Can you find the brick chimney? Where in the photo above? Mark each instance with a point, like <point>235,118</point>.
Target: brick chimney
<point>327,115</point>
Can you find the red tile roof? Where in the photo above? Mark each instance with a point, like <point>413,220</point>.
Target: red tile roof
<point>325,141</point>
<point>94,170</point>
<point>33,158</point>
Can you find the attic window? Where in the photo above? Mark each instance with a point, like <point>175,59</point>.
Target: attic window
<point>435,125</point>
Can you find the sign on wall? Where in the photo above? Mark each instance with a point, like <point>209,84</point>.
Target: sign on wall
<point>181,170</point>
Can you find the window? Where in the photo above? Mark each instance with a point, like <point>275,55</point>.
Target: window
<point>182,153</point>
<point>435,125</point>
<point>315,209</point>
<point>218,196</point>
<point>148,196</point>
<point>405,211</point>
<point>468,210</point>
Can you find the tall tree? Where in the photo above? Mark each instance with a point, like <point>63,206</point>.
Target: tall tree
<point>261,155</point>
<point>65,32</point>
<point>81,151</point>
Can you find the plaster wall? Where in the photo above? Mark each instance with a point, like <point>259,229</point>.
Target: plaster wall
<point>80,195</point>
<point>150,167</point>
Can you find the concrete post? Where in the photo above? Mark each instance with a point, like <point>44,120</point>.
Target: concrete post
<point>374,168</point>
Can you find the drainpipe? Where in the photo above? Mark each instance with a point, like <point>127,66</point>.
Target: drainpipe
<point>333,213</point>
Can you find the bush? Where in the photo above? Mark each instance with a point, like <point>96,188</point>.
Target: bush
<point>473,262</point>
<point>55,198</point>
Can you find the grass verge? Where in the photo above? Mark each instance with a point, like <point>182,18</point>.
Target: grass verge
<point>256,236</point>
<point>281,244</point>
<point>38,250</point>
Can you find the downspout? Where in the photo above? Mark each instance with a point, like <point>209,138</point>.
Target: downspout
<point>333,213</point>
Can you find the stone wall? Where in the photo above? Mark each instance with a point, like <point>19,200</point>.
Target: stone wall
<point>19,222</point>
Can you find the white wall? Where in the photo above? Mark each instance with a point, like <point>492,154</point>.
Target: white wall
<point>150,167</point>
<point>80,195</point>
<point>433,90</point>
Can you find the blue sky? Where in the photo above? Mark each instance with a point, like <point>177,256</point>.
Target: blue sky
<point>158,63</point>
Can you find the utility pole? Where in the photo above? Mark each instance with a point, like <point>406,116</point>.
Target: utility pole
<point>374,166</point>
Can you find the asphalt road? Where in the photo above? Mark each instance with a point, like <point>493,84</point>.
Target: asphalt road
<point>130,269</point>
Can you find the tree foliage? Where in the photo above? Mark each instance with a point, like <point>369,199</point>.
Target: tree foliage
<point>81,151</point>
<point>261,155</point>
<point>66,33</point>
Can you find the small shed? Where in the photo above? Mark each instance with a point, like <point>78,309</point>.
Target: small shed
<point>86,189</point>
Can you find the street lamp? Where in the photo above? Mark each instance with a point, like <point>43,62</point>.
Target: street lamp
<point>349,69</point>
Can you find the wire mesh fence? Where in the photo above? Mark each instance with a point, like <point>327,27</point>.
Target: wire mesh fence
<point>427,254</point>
########
** Task instructions **
Copy out word for word each line of the listing, from the very first line down to the line containing "Can you find the window?", and stop after that line.

** Exercise response **
Can you find the brick chimney? Where in the photo above? Mark each instance with a point, like <point>235,118</point>.
Target: brick chimney
<point>327,115</point>
Can you find the red tile roof? Where in the photo above? Mark each instance with a point, like <point>413,220</point>.
Target: red tile roof
<point>325,141</point>
<point>94,170</point>
<point>33,158</point>
Can you find the attic window? Where in the photo above? Mark each instance with a point, like <point>175,59</point>.
Target: attic window
<point>435,125</point>
Can you find the sign on wall? Where in the photo above? Mark each instance with a point, like <point>209,84</point>.
Target: sign on wall
<point>181,170</point>
Can you find the window? Where in the photo above? Mark each instance with a point, like <point>275,55</point>.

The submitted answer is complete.